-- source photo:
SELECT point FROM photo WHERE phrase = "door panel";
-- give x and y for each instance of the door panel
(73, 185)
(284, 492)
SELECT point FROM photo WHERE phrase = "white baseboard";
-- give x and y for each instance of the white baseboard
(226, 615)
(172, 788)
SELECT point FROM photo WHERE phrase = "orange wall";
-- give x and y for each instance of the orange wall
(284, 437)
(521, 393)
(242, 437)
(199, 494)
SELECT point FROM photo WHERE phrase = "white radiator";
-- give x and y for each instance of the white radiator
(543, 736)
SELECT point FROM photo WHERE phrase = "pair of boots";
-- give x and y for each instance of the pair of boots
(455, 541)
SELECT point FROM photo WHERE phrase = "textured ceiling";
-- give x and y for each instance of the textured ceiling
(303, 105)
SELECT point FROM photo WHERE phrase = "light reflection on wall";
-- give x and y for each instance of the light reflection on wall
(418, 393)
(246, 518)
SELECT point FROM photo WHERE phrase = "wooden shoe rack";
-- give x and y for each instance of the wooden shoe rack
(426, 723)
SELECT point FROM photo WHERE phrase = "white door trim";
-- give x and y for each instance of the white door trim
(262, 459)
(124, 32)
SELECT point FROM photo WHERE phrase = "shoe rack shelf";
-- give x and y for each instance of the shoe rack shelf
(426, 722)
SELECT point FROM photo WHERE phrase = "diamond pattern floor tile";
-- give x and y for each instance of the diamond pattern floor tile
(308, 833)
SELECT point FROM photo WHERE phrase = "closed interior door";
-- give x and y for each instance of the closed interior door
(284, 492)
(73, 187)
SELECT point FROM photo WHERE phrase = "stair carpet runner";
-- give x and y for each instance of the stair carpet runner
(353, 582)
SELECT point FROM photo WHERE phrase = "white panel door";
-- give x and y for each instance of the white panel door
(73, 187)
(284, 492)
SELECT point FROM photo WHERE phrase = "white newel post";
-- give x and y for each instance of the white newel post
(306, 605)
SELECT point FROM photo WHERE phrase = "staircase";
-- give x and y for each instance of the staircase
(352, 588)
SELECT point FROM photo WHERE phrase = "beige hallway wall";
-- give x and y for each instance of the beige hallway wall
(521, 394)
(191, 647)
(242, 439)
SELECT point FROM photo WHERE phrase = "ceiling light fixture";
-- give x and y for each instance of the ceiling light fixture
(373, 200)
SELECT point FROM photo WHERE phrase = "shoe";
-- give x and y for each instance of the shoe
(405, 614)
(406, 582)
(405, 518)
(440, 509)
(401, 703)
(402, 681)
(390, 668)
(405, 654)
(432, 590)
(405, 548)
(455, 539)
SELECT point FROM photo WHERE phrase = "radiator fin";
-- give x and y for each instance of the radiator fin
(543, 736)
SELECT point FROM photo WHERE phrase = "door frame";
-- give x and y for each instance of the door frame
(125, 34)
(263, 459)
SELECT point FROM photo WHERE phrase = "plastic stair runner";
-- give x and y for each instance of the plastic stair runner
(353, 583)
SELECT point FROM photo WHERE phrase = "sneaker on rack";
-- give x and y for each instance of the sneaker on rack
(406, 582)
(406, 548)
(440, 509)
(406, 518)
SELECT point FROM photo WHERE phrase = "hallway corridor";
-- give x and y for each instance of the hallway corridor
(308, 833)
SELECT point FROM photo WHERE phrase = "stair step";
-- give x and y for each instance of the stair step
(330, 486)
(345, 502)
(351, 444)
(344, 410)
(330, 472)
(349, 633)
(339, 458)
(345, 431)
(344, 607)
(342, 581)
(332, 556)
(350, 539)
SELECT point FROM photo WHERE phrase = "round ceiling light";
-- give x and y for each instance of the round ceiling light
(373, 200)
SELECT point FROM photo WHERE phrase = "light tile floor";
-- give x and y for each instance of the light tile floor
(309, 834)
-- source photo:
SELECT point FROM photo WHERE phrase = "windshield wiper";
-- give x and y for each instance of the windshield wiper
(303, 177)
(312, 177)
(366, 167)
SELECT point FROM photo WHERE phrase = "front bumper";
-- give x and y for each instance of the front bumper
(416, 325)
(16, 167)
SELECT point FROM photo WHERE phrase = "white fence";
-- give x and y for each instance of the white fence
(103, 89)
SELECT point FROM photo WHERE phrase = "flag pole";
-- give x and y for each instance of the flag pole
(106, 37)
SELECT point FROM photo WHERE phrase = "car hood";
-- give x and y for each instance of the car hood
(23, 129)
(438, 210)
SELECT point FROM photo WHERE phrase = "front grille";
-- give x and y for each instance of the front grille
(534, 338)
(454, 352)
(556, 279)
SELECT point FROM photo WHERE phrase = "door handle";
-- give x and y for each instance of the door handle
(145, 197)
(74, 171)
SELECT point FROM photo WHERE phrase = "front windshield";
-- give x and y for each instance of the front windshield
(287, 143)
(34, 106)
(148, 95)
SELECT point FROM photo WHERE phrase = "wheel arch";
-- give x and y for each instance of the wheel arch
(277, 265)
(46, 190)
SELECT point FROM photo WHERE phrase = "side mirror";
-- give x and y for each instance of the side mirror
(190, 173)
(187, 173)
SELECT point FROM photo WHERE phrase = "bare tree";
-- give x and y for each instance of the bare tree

——

**Stated problem**:
Would you write down every record again, exactly?

**Solution to this task**:
-- source photo:
SELECT point FROM photo WHERE phrase = "door panel";
-- give x and y for each instance of the door panel
(73, 185)
(284, 492)
SELECT point FROM photo WHERE phrase = "white baseboard";
-- give x and y for each instance of the white baseboard
(226, 615)
(172, 788)
SELECT point FROM photo WHERE phrase = "orange wall";
-- give x and y for each instance of the orange wall
(284, 437)
(521, 393)
(242, 437)
(199, 494)
SELECT point FROM photo WHERE phrase = "white radiator";
-- give x and y for each instance of the white radiator
(543, 736)
SELECT point FROM photo WHERE phrase = "pair of boots";
-- give x and y for each instance of the pair of boots
(455, 541)
SELECT point FROM photo WHERE phrase = "textured ceiling";
-- give x and y for each instance of the textured ceiling
(303, 105)
SELECT point FROM photo WHERE phrase = "light reflection on wall";
-- give x and y for each instance of the light reflection on wall
(418, 393)
(246, 518)
SELECT point FROM photo WHERE phrase = "wooden shoe rack";
-- give x and y for each instance of the wooden shoe rack
(426, 723)
SELECT point FROM photo WHERE phrase = "white door trim";
-- give x and y for each instance of the white door trim
(262, 459)
(124, 32)
SELECT point FROM photo WHERE phrase = "shoe rack shelf";
-- give x and y for each instance of the shoe rack shelf
(426, 722)
SELECT point FROM photo WHERE phrase = "diamond pattern floor tile";
-- give x and y for each instance of the diamond pattern floor tile
(308, 833)
SELECT point FROM photo WHERE phrase = "closed interior door";
-- give x and y for each instance of the closed interior door
(284, 492)
(73, 187)
SELECT point FROM photo WHERE phrase = "stair carpet runner";
-- give x and y for each instance of the stair carpet runner
(353, 582)
SELECT point FROM photo WHERE phrase = "white panel door";
-- give x and y for each instance of the white panel door
(73, 187)
(284, 492)
SELECT point FROM photo WHERE phrase = "white newel post";
-- give x and y for each instance of the white newel post
(306, 605)
SELECT point FROM photo WHERE phrase = "staircase";
-- give x and y for each instance of the staircase
(352, 588)
SELECT point FROM photo WHERE phrase = "beige hallway wall";
-- give x and y for each instance of the beige hallway wall
(521, 394)
(191, 647)
(242, 439)
SELECT point FROM photo WHERE phrase = "ceiling light fixture";
-- give x and y for each instance of the ceiling light fixture
(373, 200)
SELECT point FROM photo WHERE phrase = "shoe";
-- give x and y for each instance of the shoe
(405, 614)
(406, 582)
(405, 518)
(440, 509)
(401, 703)
(402, 681)
(390, 668)
(405, 654)
(432, 590)
(405, 548)
(455, 539)
SELECT point FROM photo WHERE phrase = "radiator fin";
-- give x and y for each instance of the radiator fin
(543, 736)
SELECT point FROM photo WHERE phrase = "door frame";
-- give x and y for each instance of the door frame
(125, 34)
(263, 459)
SELECT point FROM photo WHERE phrase = "plastic stair runner";
-- give x and y for each instance of the plastic stair runner
(353, 583)
SELECT point FROM photo WHERE phrase = "sneaker on rack";
-- give x and y for each instance of the sneaker on rack
(406, 582)
(406, 548)
(440, 509)
(406, 518)
SELECT point FROM photo WHERE phrase = "hallway corridor";
-- give x and y for each instance of the hallway corridor
(308, 833)
SELECT point FROM photo WHERE phrase = "stair step";
-- give x and y for each instance of the stair step
(330, 486)
(345, 502)
(351, 444)
(344, 410)
(330, 472)
(349, 633)
(339, 458)
(345, 431)
(344, 607)
(342, 581)
(332, 556)
(350, 539)
SELECT point FROM photo WHERE phrase = "round ceiling light";
-- give x and y for each instance of the round ceiling light
(373, 200)
SELECT point FROM photo WHERE phrase = "light tile floor";
-- give x and y for each instance of the light tile floor
(309, 834)
-- source photo:
SELECT point FROM photo WHERE phrase = "windshield wiper";
-- give x and y for each instance of the windshield wiper
(303, 177)
(312, 177)
(366, 167)
SELECT point FROM photo WHERE phrase = "front bumper";
-- give x and y for each instance of the front bumper
(416, 325)
(16, 167)
SELECT point FROM photo WHERE phrase = "white fence";
-- give x and y for each instance of the white fence
(103, 89)
SELECT point FROM photo WHERE phrase = "flag pole";
-- give x and y for each instance of the flag pole
(106, 37)
SELECT point FROM photo WHERE phrase = "car hood";
-- give x and y for each instance of the car hood
(23, 129)
(438, 210)
SELECT point FROM photo WHERE phrase = "front grille";
-- give x and y for each instance of the front grille
(534, 338)
(454, 352)
(556, 279)
SELECT point FROM photo WHERE phrase = "door handle";
-- give x and y for each instance of the door handle
(145, 197)
(74, 171)
SELECT point FROM photo WHERE phrase = "front windshield";
-- give x and y for each instance of the front windshield
(287, 143)
(34, 106)
(148, 95)
SELECT point FROM photo WHERE phrase = "wheel arch";
-- give x and y for each instance of the wheel arch
(277, 265)
(46, 190)
SELECT point FROM photo WHERE phrase = "side mirror";
-- give x and y for each instance of the side mirror
(190, 173)
(187, 173)
SELECT point FROM photo WHERE phrase = "bare tree";
-- give x and y for each instance of the bare tree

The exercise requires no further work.